### [WHAT THIS TASK INVOLVES]
Continue the passage about the Miami court's denial of the State's motion for an oral DNA swab, starting after its last sentence.

### [EXERCISE TEXT]
● ● ● ● ● ● ●

A new case has come out of the circuit court in Miami denying the State’s Motion to Obtain Oral Swabs from a gentleman who was charged with robbery of a drug store with a firearm. According to the State, he “gave a full post-miranda confession” and “lead officer to the location of a backpack which contained a plastic firearm and the stolen currency and the clothes he wore when the crime was committed.”
The State wanted to get a DNA swab from the gentleman.
The court kept the State from obtaining the oral swab because the lab which received his DNA as a matter of practice never determined whether any DNA was recovered from the crime scene evidence. The court therefore stated that it did not know whether any crime scene DNA was actually found.
The court then posed two questions
(1) Is taking a defendant’s DNA under these circumstances a Fourth Amendment violation?
(2) Is this permissible discovery if the defendant is in both discovery under Rule 3.220 of the Florida Rules of Criminal Procedure?

● ● ● ● ● ● ●

### [SUPPLIED DATA]
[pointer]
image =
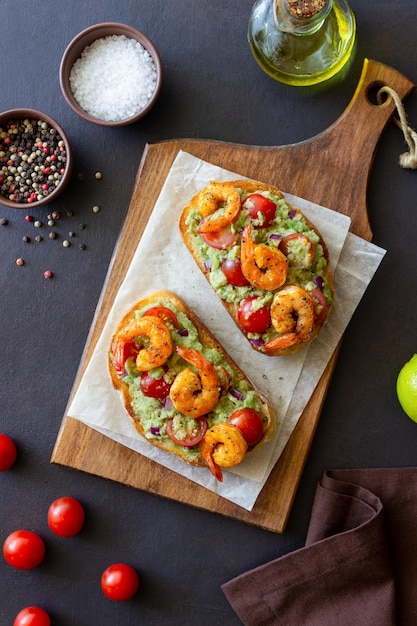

● ● ● ● ● ● ●

### [REPLY]
The court, after noting that this is a Florida case of first impression, held that to have to produce the swab was a violation of the Fourth Amendment because it requires probable cause for such a search no matter how valuable the material sought may be, or how slight and benign the intrusion. There is simply no exception for easy searches that may yield “compelling evidence.” The court concluded “that there is also no basis to conclude that such discovery is reasonably calculated to lead to admissible evidence.”
Hats off to the lawyers who litigated this down in Miami and undoubtedly this case will proceed through the appellate courts and will be raised by any competent lawyer who is aware of this decision.